» WHAT THE TASK REQUIRES
When you reply, transcribe every line of the data below exactly.

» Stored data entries
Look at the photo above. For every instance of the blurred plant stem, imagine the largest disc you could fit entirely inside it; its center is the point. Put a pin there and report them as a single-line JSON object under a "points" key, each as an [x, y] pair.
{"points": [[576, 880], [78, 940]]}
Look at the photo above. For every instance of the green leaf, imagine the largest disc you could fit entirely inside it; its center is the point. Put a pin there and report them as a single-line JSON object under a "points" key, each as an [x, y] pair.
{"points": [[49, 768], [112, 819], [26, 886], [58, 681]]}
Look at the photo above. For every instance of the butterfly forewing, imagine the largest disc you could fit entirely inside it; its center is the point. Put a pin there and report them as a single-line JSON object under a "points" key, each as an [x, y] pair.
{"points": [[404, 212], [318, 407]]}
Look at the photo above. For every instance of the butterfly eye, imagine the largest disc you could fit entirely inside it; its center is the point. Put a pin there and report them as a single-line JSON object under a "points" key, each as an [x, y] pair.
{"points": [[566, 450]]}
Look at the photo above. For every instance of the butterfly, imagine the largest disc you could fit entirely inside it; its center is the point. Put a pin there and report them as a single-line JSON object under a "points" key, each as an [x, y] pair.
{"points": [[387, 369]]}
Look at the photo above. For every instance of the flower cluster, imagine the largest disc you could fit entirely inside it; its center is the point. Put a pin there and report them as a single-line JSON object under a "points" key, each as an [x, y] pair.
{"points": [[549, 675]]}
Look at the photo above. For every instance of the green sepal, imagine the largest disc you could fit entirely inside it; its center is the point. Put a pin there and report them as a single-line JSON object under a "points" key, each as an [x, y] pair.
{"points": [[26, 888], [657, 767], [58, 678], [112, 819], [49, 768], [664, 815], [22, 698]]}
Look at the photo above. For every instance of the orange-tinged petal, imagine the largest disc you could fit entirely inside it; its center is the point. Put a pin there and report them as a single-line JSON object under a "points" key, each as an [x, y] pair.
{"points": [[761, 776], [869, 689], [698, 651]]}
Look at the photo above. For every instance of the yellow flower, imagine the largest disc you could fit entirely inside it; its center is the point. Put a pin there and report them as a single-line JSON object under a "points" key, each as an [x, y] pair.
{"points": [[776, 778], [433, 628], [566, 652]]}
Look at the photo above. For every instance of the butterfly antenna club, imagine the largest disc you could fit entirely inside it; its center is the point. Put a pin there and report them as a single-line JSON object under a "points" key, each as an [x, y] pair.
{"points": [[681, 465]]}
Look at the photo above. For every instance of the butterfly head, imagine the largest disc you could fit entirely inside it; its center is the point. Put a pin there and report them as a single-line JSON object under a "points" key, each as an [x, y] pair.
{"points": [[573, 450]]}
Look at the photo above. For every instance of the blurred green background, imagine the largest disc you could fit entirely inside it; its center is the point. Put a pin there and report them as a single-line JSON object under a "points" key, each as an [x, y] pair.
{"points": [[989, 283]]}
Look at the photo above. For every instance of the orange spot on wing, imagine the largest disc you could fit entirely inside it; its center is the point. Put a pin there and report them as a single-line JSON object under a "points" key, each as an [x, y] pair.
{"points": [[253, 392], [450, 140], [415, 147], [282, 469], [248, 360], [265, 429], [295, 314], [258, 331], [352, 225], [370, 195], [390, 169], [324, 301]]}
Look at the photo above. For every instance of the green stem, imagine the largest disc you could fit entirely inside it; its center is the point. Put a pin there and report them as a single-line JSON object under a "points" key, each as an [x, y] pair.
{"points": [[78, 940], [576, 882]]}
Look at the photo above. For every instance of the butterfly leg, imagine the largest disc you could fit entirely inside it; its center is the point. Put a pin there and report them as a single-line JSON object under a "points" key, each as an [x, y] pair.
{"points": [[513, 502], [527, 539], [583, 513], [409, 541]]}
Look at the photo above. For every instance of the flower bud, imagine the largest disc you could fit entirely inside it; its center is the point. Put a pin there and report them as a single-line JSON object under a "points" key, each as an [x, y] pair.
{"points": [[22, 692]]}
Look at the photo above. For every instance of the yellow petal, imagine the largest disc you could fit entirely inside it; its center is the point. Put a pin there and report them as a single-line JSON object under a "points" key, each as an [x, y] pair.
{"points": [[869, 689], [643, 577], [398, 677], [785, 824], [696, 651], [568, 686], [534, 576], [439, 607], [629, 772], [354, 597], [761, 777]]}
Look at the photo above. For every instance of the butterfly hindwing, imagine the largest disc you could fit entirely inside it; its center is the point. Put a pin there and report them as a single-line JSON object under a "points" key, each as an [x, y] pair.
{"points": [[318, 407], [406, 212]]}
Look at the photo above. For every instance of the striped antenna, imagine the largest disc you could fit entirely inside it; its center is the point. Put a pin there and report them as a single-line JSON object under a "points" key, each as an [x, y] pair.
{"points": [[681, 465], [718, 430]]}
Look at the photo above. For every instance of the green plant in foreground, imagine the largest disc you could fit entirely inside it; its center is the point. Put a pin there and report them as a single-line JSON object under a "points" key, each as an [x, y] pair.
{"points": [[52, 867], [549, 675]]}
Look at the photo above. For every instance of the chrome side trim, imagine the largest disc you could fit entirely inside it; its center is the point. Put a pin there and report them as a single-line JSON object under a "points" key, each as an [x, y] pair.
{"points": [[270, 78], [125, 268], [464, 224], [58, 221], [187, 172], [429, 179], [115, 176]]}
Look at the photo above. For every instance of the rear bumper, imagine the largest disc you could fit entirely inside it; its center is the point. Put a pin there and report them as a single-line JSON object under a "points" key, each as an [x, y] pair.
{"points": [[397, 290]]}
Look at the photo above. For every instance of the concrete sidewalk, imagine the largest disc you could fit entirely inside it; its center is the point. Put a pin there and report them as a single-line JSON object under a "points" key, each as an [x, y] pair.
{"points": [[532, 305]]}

» COMPLETED TASK
Look at the photo above. For every instance of the blurred plant stem, imagine the largest disc you could fit entirely inside it; its center is the point. Put a pin there and report them as a single-line JSON object under a "points" key, each as an [x, y] pair.
{"points": [[576, 880], [78, 940]]}
Look at the photo above. For every instance of the green leaf, imagine the largest disc you could fit entirely inside it; its center is the point. Put a pin there and report them as a single-line JSON object under a "points" key, each as an [x, y] pair.
{"points": [[49, 768], [112, 819], [26, 886], [58, 681]]}
Look at the photo above. For every instance of the butterfly forewing, imagine the largest disc you could fit entirely inside it; its center is the point. Put a pin there and report them as a single-line JSON object under a "points" key, each as an [x, y] pair.
{"points": [[404, 212], [318, 407]]}
Look at the photo above. For every instance of the butterfly eye, imagine the largest disc you could fit entirely inside it; its center is the point. Put a pin there and report them as a single-line JSON object under a "points" key, each as an [x, y] pair.
{"points": [[566, 450]]}
Look at the photo above. For every instance of the butterfly, imagine the largest disc you could fit entirely inside it; its center is the point. Put a pin there and report them as a single-line JSON object under a "points" key, each as an [x, y] pair.
{"points": [[387, 369]]}
Look at the photo above. For every instance of the flower cluster, imagine the largest disc you could fit entirely inside it; its center is the point. Put a pin there and report them as a single-line JSON object under a "points" key, each as an [x, y] pair.
{"points": [[549, 675]]}
Look at the photo above. For every instance of the green sepal, imagine the largest disc you could fit entirely inside it; its center is the point. Put a pin there and report them as a single-line JSON object under a "points" key, each as an [x, y] pair.
{"points": [[26, 888], [657, 767], [58, 678], [112, 819], [49, 768], [664, 815], [22, 698]]}
Look at the photo above. For every instance of the orange-tinged petal, imagine the largest disc you could fit entirely inside it; its center is the point. Put a pin there and report them as a single-line JSON object under a "points" key, each as an [x, y] pair.
{"points": [[761, 776], [869, 689], [698, 651]]}
Look at the photo above. For every instance of the yellow flower, imagine the largest disc you could fit entirely inside it; its center is the point. Put a pin there and report them as a single-line JSON object under a "points" key, each as an [x, y] pair.
{"points": [[776, 778], [433, 628], [566, 652]]}
Look at the photo above. For every instance of the butterfly antenna club, imagine the largest disc you could fit entirely inside it; its center is the point. Put a pin there and report them as a single-line JSON object under a "points" key, each as an [x, y] pair.
{"points": [[681, 465]]}
Look at the photo above. For every instance of the butterfly head, imagine the largest disc you could fit entirely inside it; its center is the point. Put a pin there and report them as a single-line JSON object under a "points" key, each as an [x, y] pair.
{"points": [[573, 450]]}
Look at the photo above. For every instance of the blurred green background, imagine the largest disc you could fit entirely inside it; its center is the point. Put a pin there and report them as a single-line JSON object under a "points" key, each as an [x, y] pair.
{"points": [[989, 283]]}
Look at the photo above. For every instance of the orange spot on wing, imagine the largest disc you could fit entirely inside it; its center is the point. Put a pin there and report them as a single-line JSON object under a "points" key, each as an [x, y] pair.
{"points": [[253, 392], [450, 140], [415, 147], [282, 469], [248, 360], [265, 429], [295, 314], [258, 331], [352, 225], [370, 195], [390, 169], [324, 301]]}
Look at the photo above. For every instance of the green stem, imagine the largest disc you could fit entirely inside it; its center is the point. Put a pin there and report them as a single-line JSON object under a "points" key, each as an [x, y] pair.
{"points": [[78, 940], [576, 882]]}
Look at the photo above. For every instance of the butterfly leg, imagine the largest disc you could fit entirely inside it; its center is the point. Put a pin there and report them as a single-line JSON object under a "points" key, each as an [x, y] pair.
{"points": [[513, 502], [527, 539], [583, 513], [409, 541]]}
Look at the photo above. For every instance of the flower bud, imagine the largest disc you could fit entirely inside it; its center is the point. Put a pin there and report them as a single-line JSON object under a "points" key, each as an [x, y] pair.
{"points": [[22, 692]]}
Look at the photo above. For every instance of the yellow petal, imagine the largest disc you could fit entirely inside it; its center is the point. Put a pin there and report them as a single-line JSON object under a "points" key, each as an [x, y] pair.
{"points": [[869, 689], [643, 577], [398, 677], [785, 824], [696, 651], [568, 686], [534, 576], [439, 607], [629, 772], [354, 597], [761, 777]]}
Look at the photo above. For every instance of the butterfly hindwing, imagine the largest disc you could fit entirely inside it; its center is the point. Put a pin there and report them as a single-line JSON object under a "points" key, each as an [x, y] pair.
{"points": [[318, 407], [406, 212]]}
Look at the photo above. For every instance of the striped antenna, imagine the largest disc you could fit entirely inside it; its center is the point. Put a pin there and report them as a single-line JSON object under a "points" key, each as an [x, y] pair.
{"points": [[681, 465], [718, 430]]}
Look at the photo above. For every instance of the green plant in foreground, imagine the largest disc you could fit entirely inside it; its center is the point. Put a pin there and report them as a single-line JSON object under a "points" key, each as an [x, y] pair.
{"points": [[52, 867], [549, 675]]}
Look at the photo above. For every instance of the chrome side trim, imagine the largest disc you could fit entirely inside it; its center is the point. Put a pin there and report them as a single-line JSON object under a "points" key, each as an [x, y] pair.
{"points": [[270, 78], [125, 268], [464, 224], [58, 221], [187, 172], [429, 179], [115, 176]]}
Look at the photo above. For every instance of the rear bumper, imagine the largest disc you could fit entirely inside it; its center is the point. Put a pin there and report them as a single-line JSON object under a "points" key, each as an [x, y] pair.
{"points": [[397, 290]]}
Look at the photo above. For every instance of the concrete sidewalk, imagine the largest disc you could fit entirely inside it; its center is the point. Put a pin there and report them as a single-line JSON object under a "points" key, each as an [x, y] pair.
{"points": [[532, 305]]}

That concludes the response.